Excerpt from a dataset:
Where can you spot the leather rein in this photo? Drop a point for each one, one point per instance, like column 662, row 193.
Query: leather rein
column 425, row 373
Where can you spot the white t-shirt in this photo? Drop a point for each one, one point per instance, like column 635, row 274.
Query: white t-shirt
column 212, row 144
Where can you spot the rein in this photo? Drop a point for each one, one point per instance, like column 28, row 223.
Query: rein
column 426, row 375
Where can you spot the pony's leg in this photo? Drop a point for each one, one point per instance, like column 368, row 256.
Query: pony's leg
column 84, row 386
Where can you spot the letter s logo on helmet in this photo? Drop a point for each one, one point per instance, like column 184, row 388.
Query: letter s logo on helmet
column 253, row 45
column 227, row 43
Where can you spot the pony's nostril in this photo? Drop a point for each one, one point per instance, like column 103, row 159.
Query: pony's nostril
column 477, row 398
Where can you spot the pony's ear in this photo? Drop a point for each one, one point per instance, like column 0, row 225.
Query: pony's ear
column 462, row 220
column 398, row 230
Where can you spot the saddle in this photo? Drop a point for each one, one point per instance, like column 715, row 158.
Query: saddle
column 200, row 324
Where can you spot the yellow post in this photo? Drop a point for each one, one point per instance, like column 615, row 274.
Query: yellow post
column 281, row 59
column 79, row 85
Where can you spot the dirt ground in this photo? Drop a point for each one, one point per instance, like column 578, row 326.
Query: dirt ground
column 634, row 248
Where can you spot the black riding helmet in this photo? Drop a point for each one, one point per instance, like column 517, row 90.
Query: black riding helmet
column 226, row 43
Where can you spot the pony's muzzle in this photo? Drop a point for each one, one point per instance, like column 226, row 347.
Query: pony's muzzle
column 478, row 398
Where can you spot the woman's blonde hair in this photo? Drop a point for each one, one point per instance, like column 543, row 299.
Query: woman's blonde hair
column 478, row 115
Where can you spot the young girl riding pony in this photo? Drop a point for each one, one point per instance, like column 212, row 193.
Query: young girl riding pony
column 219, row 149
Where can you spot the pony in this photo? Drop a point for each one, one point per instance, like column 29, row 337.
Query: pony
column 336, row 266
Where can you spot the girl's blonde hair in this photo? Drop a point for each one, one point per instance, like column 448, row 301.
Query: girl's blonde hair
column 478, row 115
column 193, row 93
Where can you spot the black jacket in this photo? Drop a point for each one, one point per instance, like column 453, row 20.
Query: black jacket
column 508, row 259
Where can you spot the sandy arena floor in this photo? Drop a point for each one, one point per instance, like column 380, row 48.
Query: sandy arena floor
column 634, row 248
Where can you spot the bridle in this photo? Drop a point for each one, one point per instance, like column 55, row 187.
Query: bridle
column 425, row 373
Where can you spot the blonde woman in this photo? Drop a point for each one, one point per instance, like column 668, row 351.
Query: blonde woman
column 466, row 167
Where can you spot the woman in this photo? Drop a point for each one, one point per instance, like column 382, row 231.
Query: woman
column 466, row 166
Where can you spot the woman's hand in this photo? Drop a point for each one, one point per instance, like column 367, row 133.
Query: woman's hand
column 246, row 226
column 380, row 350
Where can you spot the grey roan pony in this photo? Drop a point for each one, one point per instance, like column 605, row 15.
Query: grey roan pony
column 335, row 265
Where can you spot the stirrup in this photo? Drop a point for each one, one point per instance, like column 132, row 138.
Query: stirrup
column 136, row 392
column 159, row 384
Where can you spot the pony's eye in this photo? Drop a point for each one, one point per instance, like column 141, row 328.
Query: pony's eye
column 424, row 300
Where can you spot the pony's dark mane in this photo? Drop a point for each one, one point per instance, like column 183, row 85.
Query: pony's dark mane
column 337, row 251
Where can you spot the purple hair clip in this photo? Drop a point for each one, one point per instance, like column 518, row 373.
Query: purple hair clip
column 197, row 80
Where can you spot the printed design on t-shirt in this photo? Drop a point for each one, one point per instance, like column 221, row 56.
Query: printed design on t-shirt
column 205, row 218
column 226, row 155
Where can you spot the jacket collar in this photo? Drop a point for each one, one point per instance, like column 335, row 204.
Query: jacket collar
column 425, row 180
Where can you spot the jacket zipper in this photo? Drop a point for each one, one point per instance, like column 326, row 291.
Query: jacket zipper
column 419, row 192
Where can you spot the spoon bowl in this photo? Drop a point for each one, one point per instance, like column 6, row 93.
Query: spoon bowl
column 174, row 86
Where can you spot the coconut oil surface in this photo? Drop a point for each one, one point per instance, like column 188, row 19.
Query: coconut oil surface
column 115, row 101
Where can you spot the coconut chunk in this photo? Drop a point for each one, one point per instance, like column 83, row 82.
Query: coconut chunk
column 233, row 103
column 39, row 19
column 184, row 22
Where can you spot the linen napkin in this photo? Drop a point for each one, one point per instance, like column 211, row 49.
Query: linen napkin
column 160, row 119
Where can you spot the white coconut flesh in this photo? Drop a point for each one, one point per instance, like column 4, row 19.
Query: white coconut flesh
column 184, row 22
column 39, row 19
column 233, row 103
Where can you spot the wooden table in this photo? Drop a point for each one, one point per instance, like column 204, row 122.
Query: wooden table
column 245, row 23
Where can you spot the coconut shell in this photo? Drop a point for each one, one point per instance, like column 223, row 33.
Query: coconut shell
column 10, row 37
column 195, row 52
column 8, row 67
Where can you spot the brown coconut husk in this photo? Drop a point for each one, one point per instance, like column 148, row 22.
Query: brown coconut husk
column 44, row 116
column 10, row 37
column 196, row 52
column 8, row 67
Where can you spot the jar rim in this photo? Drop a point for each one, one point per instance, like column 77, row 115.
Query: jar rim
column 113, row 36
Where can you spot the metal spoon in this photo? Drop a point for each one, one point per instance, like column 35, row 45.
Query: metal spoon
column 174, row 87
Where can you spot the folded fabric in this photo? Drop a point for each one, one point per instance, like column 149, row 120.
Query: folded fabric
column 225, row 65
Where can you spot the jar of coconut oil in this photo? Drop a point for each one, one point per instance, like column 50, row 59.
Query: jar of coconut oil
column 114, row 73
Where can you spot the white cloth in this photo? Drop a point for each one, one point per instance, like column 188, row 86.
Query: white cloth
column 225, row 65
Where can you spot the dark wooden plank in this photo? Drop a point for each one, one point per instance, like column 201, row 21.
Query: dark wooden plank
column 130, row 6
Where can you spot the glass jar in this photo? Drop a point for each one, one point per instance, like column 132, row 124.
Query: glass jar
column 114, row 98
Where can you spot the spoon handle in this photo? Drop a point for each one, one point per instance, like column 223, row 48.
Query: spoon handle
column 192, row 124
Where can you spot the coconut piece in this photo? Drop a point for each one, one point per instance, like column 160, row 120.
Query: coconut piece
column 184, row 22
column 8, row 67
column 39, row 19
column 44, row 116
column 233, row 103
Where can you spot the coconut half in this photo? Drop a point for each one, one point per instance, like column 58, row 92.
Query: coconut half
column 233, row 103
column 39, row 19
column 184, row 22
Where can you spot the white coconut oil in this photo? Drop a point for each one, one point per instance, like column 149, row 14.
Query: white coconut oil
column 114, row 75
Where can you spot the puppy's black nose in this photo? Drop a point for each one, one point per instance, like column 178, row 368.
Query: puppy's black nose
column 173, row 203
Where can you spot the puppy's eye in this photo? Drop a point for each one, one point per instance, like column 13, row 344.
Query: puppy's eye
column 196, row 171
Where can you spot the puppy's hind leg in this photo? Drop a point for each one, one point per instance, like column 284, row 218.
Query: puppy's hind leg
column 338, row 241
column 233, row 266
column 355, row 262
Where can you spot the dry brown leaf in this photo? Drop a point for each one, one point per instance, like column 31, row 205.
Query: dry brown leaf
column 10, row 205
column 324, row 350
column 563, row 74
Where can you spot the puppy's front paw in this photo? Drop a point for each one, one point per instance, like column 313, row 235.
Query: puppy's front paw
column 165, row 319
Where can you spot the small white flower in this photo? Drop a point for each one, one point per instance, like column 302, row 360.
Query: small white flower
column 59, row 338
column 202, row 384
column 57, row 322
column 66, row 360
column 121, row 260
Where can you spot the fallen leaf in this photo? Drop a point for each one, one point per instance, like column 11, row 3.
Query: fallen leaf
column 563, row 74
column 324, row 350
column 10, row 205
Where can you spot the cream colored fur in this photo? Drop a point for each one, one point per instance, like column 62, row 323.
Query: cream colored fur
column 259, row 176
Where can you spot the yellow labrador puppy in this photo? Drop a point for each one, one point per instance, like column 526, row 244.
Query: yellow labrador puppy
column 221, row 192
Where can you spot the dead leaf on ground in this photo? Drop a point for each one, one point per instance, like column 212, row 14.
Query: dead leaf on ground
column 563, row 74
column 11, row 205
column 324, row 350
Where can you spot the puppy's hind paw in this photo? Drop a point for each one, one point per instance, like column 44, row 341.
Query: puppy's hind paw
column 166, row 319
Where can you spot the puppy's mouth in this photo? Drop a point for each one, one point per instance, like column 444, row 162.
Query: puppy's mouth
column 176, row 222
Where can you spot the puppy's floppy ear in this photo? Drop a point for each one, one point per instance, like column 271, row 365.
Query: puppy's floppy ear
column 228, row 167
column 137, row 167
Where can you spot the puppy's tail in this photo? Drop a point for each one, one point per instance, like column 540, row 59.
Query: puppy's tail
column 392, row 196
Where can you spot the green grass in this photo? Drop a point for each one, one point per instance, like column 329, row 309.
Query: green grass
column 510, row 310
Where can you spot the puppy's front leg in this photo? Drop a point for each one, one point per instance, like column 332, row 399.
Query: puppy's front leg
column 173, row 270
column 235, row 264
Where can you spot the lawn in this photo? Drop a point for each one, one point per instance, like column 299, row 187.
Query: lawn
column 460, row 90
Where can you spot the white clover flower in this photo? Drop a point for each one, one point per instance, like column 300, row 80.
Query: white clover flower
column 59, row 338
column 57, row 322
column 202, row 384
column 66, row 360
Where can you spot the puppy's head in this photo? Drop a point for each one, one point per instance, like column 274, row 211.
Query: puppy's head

_GIVEN PROBLEM:_
Copy the records word for word, starting from the first line and ending with the line that contains "column 212, row 144", including that line.

_EXERCISE SOLUTION:_
Where can you spot the leather rein in this photo? Drop a point for each one, one point per instance, like column 662, row 193.
Query: leather rein
column 425, row 373
Where can you spot the white t-shirt in this photo? Drop a point for each one, one point per instance, like column 635, row 274.
Query: white t-shirt
column 212, row 144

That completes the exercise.